→ Your task
Gather every line of the data below that contains the word "jersey", copying each one in full.

→ Records for this exercise
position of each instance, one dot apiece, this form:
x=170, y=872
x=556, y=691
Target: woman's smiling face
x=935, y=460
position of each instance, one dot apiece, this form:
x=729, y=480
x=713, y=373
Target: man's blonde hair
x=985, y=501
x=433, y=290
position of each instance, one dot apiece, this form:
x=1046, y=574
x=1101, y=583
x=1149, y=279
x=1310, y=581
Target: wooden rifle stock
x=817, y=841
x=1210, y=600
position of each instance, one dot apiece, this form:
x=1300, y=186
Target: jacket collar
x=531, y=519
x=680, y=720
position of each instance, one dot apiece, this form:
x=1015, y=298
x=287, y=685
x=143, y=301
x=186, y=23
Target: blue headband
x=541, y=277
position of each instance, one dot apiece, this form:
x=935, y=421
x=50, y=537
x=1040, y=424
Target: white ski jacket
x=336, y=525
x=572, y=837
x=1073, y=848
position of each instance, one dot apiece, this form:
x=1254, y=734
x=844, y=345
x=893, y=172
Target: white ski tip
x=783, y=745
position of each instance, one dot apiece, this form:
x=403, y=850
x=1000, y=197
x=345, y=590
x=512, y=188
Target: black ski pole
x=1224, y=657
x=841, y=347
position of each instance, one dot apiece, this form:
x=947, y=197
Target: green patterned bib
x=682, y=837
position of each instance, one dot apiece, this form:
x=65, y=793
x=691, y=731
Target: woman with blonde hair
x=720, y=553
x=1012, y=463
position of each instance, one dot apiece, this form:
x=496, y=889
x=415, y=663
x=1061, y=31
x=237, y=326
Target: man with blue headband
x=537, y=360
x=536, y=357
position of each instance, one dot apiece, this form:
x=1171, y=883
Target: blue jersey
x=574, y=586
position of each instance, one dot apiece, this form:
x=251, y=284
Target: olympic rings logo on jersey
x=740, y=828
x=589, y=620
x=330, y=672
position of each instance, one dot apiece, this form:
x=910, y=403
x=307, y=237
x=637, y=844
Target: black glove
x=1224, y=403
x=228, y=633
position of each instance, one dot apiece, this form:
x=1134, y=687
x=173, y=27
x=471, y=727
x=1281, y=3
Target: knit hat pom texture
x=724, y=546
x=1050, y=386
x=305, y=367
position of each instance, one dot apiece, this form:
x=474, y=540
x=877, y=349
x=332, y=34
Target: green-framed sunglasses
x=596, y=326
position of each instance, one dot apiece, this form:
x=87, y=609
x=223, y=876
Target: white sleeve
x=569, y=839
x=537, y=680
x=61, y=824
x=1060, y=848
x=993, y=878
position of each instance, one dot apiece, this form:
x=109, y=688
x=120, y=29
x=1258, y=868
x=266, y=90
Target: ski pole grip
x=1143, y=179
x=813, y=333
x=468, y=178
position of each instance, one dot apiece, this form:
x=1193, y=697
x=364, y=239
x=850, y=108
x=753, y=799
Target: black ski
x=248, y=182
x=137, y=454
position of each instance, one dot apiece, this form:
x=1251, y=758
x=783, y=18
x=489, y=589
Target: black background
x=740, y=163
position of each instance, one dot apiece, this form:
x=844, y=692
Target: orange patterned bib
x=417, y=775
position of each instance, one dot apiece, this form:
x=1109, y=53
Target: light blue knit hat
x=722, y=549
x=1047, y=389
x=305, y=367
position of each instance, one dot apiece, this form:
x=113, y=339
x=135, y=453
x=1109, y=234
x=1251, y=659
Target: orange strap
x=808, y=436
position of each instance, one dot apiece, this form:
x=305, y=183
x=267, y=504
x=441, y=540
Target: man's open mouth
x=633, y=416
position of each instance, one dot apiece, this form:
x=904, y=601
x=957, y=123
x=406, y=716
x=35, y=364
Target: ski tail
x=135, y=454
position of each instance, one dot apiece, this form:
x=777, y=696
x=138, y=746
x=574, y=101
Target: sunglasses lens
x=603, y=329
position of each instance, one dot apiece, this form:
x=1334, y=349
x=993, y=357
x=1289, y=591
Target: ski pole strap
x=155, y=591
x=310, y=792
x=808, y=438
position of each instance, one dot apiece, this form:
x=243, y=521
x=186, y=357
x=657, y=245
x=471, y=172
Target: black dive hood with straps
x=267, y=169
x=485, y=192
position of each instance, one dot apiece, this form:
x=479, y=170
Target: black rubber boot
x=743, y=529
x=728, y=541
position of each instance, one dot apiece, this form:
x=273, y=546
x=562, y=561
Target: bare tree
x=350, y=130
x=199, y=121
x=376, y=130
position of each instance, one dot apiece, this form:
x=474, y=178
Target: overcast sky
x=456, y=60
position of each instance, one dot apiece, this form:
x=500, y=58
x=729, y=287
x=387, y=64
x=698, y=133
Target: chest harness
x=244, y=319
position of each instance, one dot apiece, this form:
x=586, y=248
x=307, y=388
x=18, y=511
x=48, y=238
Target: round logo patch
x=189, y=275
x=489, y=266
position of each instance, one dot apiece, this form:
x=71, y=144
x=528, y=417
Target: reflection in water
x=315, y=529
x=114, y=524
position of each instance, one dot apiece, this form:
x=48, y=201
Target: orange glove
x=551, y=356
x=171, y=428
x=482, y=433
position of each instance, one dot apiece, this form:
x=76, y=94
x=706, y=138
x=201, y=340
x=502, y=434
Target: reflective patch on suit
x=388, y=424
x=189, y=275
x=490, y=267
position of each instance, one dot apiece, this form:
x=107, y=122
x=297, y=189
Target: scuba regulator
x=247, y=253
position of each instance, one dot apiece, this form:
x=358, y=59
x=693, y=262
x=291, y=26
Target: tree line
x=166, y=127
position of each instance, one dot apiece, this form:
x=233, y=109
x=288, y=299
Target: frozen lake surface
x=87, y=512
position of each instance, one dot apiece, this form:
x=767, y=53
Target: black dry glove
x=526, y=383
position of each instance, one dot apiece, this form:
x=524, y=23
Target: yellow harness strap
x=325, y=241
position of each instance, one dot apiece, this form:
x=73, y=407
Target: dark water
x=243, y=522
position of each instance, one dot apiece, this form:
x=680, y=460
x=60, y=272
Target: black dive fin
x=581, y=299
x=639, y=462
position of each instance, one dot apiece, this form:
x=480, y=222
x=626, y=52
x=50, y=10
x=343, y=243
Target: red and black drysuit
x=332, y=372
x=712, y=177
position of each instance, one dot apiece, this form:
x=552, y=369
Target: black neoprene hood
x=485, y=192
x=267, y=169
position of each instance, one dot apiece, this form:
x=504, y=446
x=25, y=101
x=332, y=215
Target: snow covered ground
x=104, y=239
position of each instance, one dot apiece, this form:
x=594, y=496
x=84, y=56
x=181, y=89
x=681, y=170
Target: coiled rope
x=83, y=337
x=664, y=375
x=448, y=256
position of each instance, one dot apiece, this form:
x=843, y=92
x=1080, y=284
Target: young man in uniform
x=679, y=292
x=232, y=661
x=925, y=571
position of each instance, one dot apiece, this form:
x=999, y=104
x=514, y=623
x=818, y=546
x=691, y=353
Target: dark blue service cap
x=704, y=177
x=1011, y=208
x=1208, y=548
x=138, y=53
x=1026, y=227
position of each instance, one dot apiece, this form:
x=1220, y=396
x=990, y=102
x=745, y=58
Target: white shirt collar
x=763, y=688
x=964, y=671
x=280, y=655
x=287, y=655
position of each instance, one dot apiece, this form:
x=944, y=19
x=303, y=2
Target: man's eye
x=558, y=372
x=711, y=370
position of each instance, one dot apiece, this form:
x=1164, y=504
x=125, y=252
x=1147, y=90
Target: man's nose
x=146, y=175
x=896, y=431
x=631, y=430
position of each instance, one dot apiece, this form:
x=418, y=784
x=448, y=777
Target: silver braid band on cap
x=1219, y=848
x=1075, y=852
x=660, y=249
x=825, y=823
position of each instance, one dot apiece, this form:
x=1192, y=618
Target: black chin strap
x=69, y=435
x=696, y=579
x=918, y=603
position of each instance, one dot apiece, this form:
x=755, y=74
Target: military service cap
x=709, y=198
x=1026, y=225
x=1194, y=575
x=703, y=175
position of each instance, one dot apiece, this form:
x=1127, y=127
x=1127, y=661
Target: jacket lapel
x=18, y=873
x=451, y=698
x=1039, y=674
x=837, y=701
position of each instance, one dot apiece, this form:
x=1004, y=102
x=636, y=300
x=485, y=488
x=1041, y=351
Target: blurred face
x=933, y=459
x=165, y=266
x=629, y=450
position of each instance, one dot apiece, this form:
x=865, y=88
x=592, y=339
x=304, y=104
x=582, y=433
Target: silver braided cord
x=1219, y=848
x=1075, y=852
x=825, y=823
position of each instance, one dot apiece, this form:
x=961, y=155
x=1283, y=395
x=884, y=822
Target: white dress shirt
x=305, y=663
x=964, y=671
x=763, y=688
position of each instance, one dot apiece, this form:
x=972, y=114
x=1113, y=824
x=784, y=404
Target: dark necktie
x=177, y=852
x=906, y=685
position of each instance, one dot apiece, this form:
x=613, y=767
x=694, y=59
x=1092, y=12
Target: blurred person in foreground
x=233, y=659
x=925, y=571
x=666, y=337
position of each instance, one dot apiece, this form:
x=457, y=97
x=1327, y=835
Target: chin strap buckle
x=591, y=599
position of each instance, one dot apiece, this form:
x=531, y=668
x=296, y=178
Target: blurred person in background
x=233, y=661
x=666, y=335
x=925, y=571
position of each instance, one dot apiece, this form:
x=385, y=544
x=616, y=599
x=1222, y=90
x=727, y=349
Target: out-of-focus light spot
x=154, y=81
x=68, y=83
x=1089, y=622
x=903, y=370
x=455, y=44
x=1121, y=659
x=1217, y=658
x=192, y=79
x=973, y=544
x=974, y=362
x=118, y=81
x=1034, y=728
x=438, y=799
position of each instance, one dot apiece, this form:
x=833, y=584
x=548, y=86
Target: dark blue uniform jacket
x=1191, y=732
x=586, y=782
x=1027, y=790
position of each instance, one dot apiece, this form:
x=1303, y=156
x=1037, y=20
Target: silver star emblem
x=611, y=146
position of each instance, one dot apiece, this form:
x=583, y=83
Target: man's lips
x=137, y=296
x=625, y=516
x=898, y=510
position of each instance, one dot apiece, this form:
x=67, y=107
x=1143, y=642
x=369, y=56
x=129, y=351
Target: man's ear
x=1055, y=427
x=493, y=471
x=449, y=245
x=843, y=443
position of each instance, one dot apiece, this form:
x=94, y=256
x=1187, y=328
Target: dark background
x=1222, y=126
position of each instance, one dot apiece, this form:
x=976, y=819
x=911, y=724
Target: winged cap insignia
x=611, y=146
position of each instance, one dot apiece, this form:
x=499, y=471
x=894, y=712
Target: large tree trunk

→ Result for this exercise
Target: blue jersey
Target: olympic rings logo on jersey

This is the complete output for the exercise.